The exercise: Copy the listing word for word, covering everything from the line containing "job: **green and navy jersey**" down through the end of the listing, with both of those included.

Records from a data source

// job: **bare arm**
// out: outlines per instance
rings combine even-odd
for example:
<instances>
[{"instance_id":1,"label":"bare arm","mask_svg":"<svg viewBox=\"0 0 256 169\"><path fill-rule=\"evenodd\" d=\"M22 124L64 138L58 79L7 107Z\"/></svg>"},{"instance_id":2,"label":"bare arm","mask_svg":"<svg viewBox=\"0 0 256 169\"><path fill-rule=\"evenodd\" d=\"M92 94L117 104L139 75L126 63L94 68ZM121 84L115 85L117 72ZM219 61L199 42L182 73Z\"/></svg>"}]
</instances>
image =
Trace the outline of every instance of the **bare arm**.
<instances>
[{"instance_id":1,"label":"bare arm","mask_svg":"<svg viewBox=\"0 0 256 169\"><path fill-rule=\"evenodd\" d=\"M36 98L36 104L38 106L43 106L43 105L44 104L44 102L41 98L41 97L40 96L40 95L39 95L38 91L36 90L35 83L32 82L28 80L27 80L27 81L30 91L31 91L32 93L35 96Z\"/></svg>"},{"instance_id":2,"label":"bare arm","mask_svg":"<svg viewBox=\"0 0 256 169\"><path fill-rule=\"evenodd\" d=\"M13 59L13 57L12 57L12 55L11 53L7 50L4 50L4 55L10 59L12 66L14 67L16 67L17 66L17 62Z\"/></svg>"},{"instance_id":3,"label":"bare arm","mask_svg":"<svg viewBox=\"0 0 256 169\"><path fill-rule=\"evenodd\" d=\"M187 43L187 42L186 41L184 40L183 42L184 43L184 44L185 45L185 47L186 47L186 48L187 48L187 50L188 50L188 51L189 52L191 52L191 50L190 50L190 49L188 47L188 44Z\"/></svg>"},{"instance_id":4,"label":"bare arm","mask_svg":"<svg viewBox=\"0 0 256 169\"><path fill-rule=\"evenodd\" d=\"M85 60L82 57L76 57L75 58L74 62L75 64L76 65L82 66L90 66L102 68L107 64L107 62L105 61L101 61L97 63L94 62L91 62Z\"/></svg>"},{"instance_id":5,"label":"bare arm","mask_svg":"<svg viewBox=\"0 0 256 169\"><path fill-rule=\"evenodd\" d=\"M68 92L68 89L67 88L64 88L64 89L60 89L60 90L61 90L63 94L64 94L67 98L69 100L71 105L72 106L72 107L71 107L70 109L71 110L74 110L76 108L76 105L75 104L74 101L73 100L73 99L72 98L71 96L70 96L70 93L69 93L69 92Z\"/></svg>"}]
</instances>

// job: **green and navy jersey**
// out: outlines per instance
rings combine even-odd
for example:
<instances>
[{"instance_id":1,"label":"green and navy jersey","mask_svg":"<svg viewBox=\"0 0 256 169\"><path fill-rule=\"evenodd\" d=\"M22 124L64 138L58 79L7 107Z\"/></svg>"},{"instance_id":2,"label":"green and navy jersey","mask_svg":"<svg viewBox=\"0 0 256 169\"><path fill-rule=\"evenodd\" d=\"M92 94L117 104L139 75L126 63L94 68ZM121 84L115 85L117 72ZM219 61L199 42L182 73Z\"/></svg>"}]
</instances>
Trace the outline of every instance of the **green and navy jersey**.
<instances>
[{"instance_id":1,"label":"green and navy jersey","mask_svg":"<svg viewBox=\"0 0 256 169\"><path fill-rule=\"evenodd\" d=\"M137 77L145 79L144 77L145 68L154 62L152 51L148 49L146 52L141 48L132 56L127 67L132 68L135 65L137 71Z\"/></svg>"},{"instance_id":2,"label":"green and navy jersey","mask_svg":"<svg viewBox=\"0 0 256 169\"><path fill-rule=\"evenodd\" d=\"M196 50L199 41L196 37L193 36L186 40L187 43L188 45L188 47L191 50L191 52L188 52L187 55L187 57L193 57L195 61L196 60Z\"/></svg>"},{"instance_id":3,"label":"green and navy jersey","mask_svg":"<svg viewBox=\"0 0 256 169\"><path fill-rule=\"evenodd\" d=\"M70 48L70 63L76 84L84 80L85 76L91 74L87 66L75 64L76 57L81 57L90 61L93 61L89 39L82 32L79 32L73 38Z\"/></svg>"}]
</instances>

The solution:
// job: **green and navy jersey**
// out: outlines per instance
rings combine even-odd
for example:
<instances>
[{"instance_id":1,"label":"green and navy jersey","mask_svg":"<svg viewBox=\"0 0 256 169\"><path fill-rule=\"evenodd\" d=\"M22 124L64 138L58 79L7 107Z\"/></svg>"},{"instance_id":2,"label":"green and navy jersey","mask_svg":"<svg viewBox=\"0 0 256 169\"><path fill-rule=\"evenodd\" d=\"M92 94L117 104L139 75L126 63L94 68ZM121 84L115 85L117 72ZM219 61L199 42L182 73Z\"/></svg>"}]
</instances>
Trace the outline of every instance of the **green and navy jersey**.
<instances>
[{"instance_id":1,"label":"green and navy jersey","mask_svg":"<svg viewBox=\"0 0 256 169\"><path fill-rule=\"evenodd\" d=\"M137 77L145 79L144 77L145 68L154 62L152 51L148 49L146 52L141 48L132 56L127 67L132 68L135 65L137 71Z\"/></svg>"},{"instance_id":2,"label":"green and navy jersey","mask_svg":"<svg viewBox=\"0 0 256 169\"><path fill-rule=\"evenodd\" d=\"M196 50L199 41L196 37L193 36L186 40L187 43L188 45L188 47L191 50L191 52L188 52L187 55L187 57L193 57L195 61L196 60Z\"/></svg>"},{"instance_id":3,"label":"green and navy jersey","mask_svg":"<svg viewBox=\"0 0 256 169\"><path fill-rule=\"evenodd\" d=\"M70 48L70 63L76 84L84 80L85 76L91 74L87 66L75 64L76 57L81 57L90 61L93 61L89 39L82 32L79 32L73 38Z\"/></svg>"}]
</instances>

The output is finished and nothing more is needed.